→ **Task to complete**
Pull out each line of the records that contains the word "Assume", matching case exactly.

→ **Given information**
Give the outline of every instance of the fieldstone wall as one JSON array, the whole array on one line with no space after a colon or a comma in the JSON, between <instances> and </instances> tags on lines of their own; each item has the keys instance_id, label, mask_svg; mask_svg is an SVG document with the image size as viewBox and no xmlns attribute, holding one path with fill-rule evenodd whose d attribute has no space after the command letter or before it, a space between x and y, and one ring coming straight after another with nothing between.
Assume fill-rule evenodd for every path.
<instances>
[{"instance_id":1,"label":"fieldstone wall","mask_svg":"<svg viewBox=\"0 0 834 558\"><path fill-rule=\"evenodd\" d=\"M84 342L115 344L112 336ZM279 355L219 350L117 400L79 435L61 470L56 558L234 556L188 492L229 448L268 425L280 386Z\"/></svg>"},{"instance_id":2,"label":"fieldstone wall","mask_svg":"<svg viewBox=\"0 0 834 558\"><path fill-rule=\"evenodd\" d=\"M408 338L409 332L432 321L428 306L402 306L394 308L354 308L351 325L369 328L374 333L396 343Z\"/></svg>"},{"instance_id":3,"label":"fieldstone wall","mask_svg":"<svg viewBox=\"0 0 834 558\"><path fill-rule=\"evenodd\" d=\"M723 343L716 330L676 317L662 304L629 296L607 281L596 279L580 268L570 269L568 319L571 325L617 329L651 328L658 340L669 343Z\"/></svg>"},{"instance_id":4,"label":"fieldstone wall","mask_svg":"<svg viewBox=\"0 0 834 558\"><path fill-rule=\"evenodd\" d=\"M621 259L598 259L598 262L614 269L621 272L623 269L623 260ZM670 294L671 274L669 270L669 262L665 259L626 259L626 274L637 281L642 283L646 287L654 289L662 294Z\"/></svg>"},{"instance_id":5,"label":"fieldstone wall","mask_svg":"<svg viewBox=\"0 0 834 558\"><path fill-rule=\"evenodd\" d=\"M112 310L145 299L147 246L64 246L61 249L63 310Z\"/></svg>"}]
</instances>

→ **Finished exercise**
Assume fill-rule evenodd for every path.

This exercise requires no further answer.